Copy the entries below word for word, minus the pictures.

• • • •

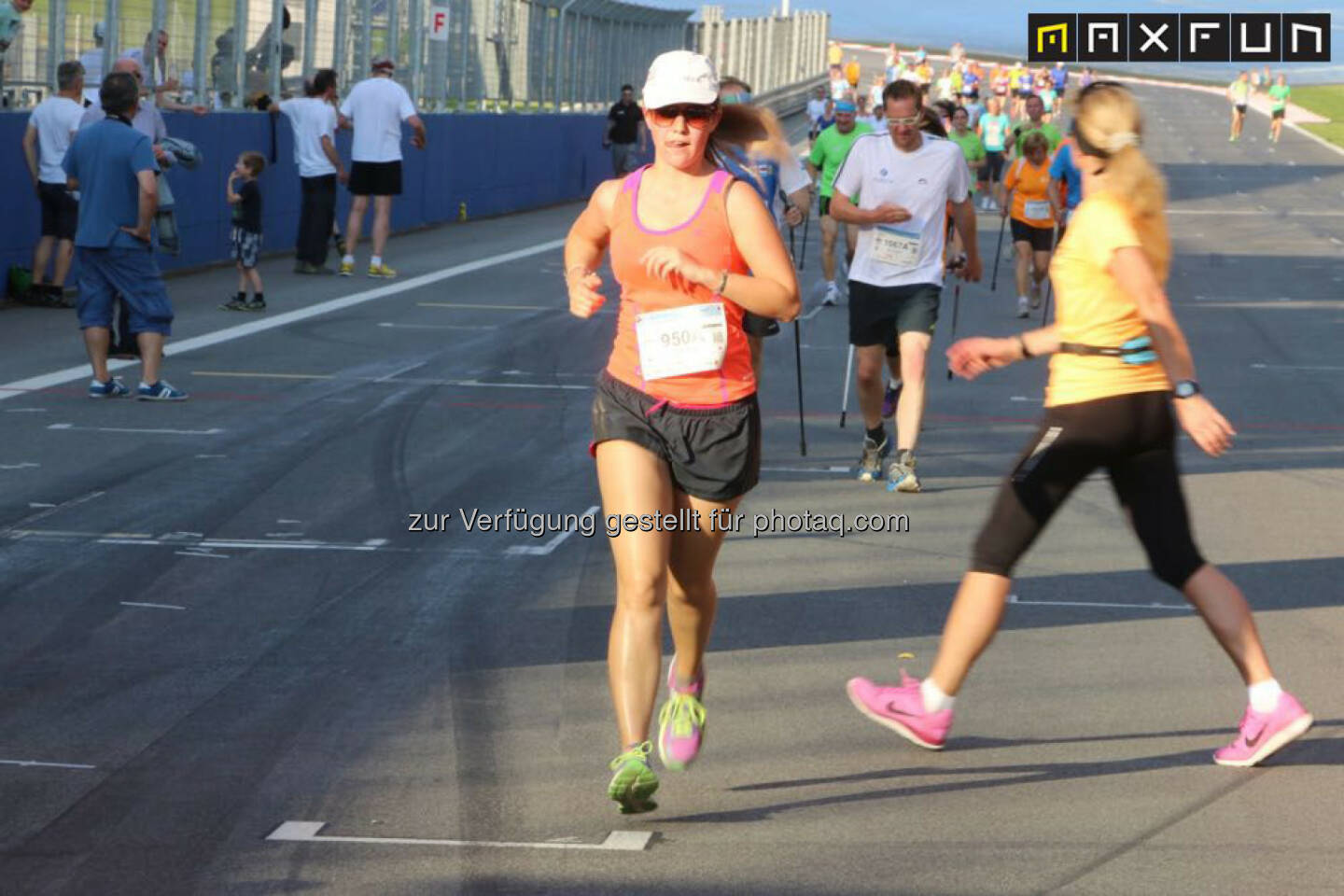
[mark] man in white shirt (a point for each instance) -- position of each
(904, 180)
(314, 119)
(51, 127)
(376, 106)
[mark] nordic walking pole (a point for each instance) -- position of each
(845, 399)
(797, 363)
(1050, 284)
(999, 251)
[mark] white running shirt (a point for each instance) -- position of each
(55, 119)
(378, 106)
(922, 182)
(312, 119)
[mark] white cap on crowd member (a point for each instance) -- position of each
(680, 76)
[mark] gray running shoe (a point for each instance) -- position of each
(901, 474)
(870, 465)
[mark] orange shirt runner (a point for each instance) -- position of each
(707, 239)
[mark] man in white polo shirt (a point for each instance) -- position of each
(904, 182)
(376, 106)
(314, 119)
(50, 131)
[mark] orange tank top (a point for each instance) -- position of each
(706, 239)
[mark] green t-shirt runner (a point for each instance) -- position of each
(1025, 128)
(1279, 95)
(971, 148)
(830, 152)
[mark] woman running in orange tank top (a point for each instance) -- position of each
(677, 430)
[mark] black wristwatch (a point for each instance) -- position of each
(1187, 388)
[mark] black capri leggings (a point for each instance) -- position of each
(1133, 437)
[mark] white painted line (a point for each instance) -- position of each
(542, 550)
(206, 340)
(125, 428)
(28, 763)
(440, 326)
(1295, 367)
(1016, 601)
(307, 832)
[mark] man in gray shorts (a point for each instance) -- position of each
(904, 180)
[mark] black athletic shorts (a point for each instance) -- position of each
(878, 312)
(1133, 438)
(375, 179)
(60, 211)
(712, 453)
(757, 326)
(1041, 238)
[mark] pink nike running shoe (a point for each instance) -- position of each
(901, 708)
(1265, 734)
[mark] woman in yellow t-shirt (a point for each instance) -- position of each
(1027, 199)
(1117, 349)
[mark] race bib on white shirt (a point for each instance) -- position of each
(897, 246)
(1038, 210)
(677, 342)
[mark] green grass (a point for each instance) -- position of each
(1328, 103)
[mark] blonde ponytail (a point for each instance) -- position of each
(1108, 116)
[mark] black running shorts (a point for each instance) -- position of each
(879, 312)
(712, 453)
(375, 179)
(60, 211)
(1041, 238)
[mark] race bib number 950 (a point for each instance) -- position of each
(681, 340)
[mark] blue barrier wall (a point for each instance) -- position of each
(495, 164)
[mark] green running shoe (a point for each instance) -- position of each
(633, 782)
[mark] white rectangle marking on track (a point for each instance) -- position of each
(204, 340)
(1014, 599)
(305, 832)
(127, 428)
(34, 763)
(542, 550)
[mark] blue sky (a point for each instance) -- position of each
(1001, 27)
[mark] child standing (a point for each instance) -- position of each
(246, 235)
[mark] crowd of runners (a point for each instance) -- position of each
(699, 247)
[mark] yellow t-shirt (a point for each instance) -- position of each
(1094, 311)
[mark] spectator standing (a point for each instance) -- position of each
(376, 106)
(245, 239)
(314, 119)
(51, 128)
(113, 165)
(625, 129)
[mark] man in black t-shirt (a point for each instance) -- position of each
(623, 129)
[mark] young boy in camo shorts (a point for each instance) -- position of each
(245, 239)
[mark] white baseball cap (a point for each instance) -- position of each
(680, 76)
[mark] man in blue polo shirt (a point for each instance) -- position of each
(113, 167)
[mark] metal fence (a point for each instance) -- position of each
(568, 55)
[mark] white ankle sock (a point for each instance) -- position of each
(933, 696)
(1264, 694)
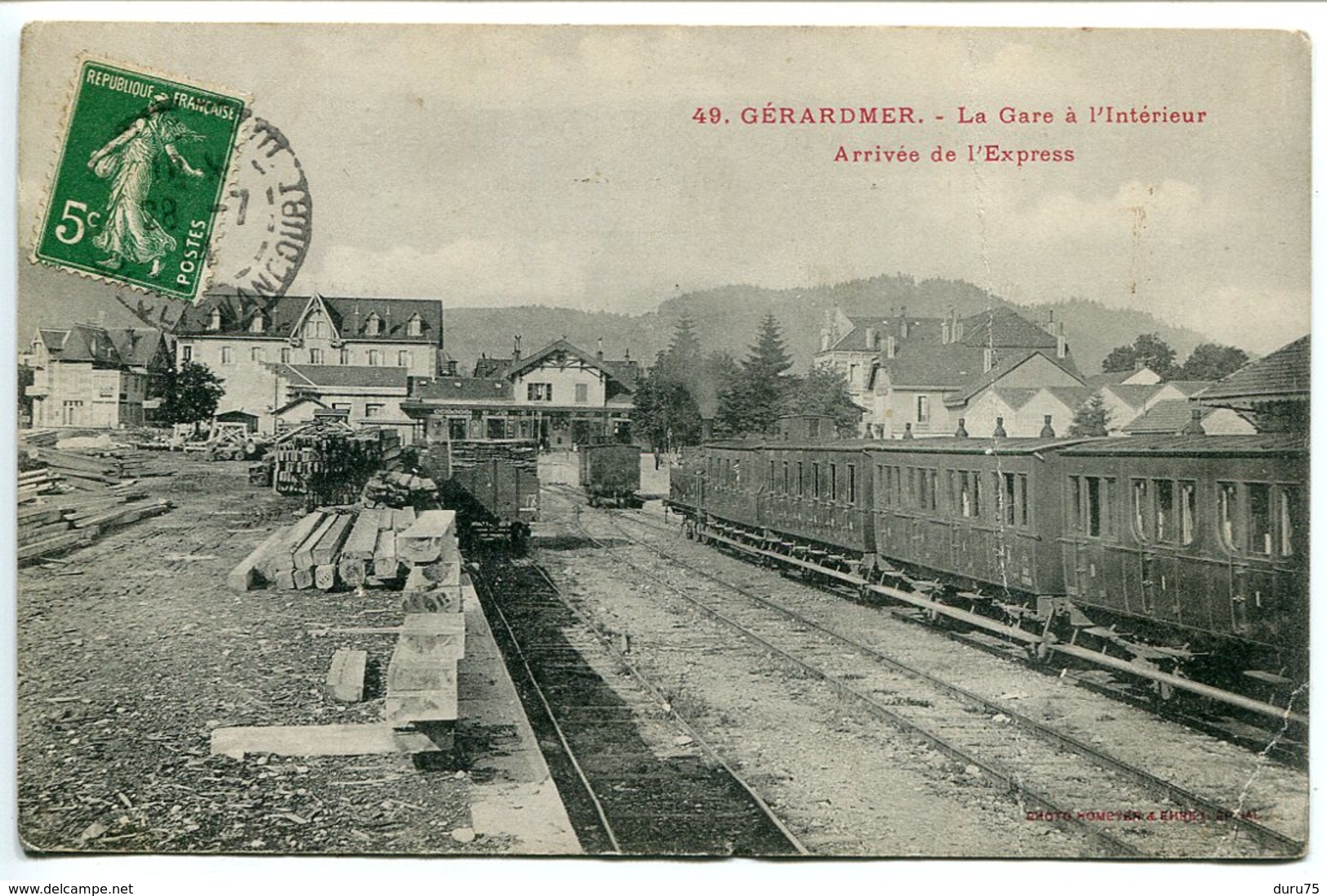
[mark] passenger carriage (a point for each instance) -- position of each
(977, 513)
(1201, 534)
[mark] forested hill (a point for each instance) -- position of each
(728, 318)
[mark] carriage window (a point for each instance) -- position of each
(1006, 498)
(1142, 511)
(1095, 505)
(1227, 513)
(1285, 513)
(1187, 492)
(1165, 510)
(1259, 518)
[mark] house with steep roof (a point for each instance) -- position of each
(1184, 417)
(559, 396)
(91, 376)
(1276, 389)
(925, 389)
(1125, 403)
(350, 352)
(851, 343)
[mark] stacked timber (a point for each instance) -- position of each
(422, 672)
(385, 488)
(59, 522)
(329, 462)
(328, 549)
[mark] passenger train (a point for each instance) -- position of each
(1182, 559)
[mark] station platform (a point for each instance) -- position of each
(514, 794)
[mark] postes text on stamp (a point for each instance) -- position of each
(141, 173)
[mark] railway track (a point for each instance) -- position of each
(1271, 741)
(1050, 774)
(636, 777)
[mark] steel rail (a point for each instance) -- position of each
(558, 728)
(930, 605)
(1156, 785)
(1114, 845)
(686, 726)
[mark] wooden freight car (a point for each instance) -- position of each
(611, 475)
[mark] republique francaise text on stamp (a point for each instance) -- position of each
(138, 184)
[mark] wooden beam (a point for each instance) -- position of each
(345, 676)
(318, 741)
(246, 575)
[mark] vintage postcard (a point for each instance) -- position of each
(662, 441)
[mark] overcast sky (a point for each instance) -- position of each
(492, 166)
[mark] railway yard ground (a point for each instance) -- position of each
(685, 701)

• • • •

■ Exercise output ■
[mark] man in white shirt (a point for each instance) -- position of each
(904, 180)
(314, 119)
(51, 127)
(376, 106)
[mark] nordic walking pole (a point for each instance) -- position of each
(845, 399)
(797, 363)
(1050, 284)
(999, 251)
[mark] white running shirt (a point for each instance) -- position of each
(55, 119)
(378, 106)
(922, 182)
(312, 119)
[mark] white cap on crowd member (a point for each instance) -- position of each
(680, 76)
[mark] gray running shoe (a point for each instance) -- position of each
(901, 474)
(870, 465)
[mark] orange shirt runner (a point for each instance) -- position of each
(707, 239)
[mark] man in white polo shirt (a point for each instance) -- position of each
(904, 182)
(376, 106)
(314, 119)
(50, 131)
[mark] orange tank top (a point for each instance) -- position of each
(706, 239)
[mark] green t-shirt runner (a point for each instance) -- position of each
(1025, 128)
(1279, 95)
(971, 148)
(830, 152)
[mark] woman running in orange tank top (a point for each instance) -- position of each
(677, 430)
[mark] black wristwatch (a point for each instance) -- position of each
(1187, 388)
[mark] black capri leggings (a point for each instance) -- position of each
(1133, 437)
[mark] white painted line (a point for each instance) -- position of each
(542, 550)
(206, 340)
(125, 428)
(28, 763)
(440, 326)
(1295, 367)
(1016, 601)
(307, 832)
[mark] man in gray shorts (a point for each instance) -- position of each
(904, 180)
[mark] black athletic shorts (a point for each instance) -- position of each
(878, 312)
(1133, 438)
(375, 179)
(60, 211)
(712, 453)
(757, 326)
(1041, 238)
[mark] pink nike running shoe (a point for each instance) -- position of each
(901, 708)
(1265, 734)
[mark] woman in yellow t-shirt (a point for each instance) -- position of each
(1027, 199)
(1117, 349)
[mark] race bib on white shirt (a point for each instance) -- position of each
(897, 246)
(1038, 210)
(677, 342)
[mark] green grass (a point for each instance) -- position of each
(1328, 103)
[mark] blonde ponytail (a point for each instance) -- position of each
(1108, 116)
[mark] black running shorts (a point for each instance) -- position of each
(879, 312)
(712, 453)
(375, 179)
(60, 211)
(1041, 238)
[mark] race bib number 950 (a point for each instance) -- position of each
(681, 340)
[mark] blue barrier wall (a point for each instance) -- position of each
(495, 164)
[mark] green running shoe (a point for each instance) -- position of each
(633, 782)
[mark] white rectangle marking on track (a point for each instance) -- position of each
(204, 340)
(1014, 599)
(305, 832)
(127, 428)
(34, 763)
(542, 550)
[mark] blue sky (a point for each instance) -- position of each
(1001, 27)
[mark] child standing (a point for each instance) -- position of each
(246, 235)
[mark] crowd of runners (a point for each instance) -- position of each
(699, 247)
[mark] yellow t-shirt (a point for each instance) -- position of each
(1094, 311)
[mark] spectator standing (a point for each instance) -- position of each
(376, 106)
(245, 239)
(314, 119)
(51, 128)
(113, 165)
(625, 129)
[mark] man in black t-shirt (a point for each instance) -- position of each
(623, 129)
[mark] young boy in camo shorts (a point for each instance) -- position of each
(245, 239)
[mark] white baseball cap (a point for each instance) -- position of each
(680, 76)
[mark] man in blue polo shirt (a point for each instance) -- position of each
(113, 167)
[mark] metal fence (a point for each instance) -- position of each
(568, 55)
[mark] white ankle sock (a point for each instance) -- position of each
(933, 696)
(1264, 694)
[mark] passenger carriage (a point for each instance) -- position of each
(977, 513)
(1201, 534)
[mark] forested hill (a point for each instance) -- position of each
(728, 318)
[mark] carriage window (a point for each instance) -- position of each
(1006, 498)
(1142, 511)
(1095, 505)
(1227, 513)
(1285, 513)
(1187, 492)
(1165, 510)
(1259, 518)
[mark] house with steep roof (a point for each instance) -- position of each
(1184, 417)
(559, 396)
(91, 376)
(1276, 389)
(925, 389)
(1125, 403)
(350, 352)
(851, 343)
[mark] stacked timber (a point for each instance) -- position of each
(422, 672)
(385, 488)
(59, 522)
(329, 462)
(328, 549)
[mark] passenger train (a point for each instance) -- position of each
(1182, 559)
[mark] station platform (a point for each instance) -- position of each
(514, 794)
[mark] postes text on stamp (a point for each instance) -- position of each
(141, 173)
[mark] railway track (a point for each instance) -- position of each
(1271, 741)
(1050, 774)
(636, 777)
[mark] steel rail (a point for each instance) -- position of each
(558, 728)
(930, 605)
(1156, 785)
(1114, 845)
(686, 726)
[mark] wooden freight car (a point for each instance) -- position of each
(611, 475)
[mark] republique francaise text on stamp (a point for each instance) -- position of each
(138, 184)
[mark] wooden beam (a point for each instance) -- position of each
(345, 676)
(318, 741)
(246, 575)
[mark] vintage postcard (a point for each instance) -- position of each
(662, 441)
[mark] overcast sky (a point for each instance) -- position of each
(492, 166)
[mark] railway yard ground (a point for each instance) -- position of each
(685, 701)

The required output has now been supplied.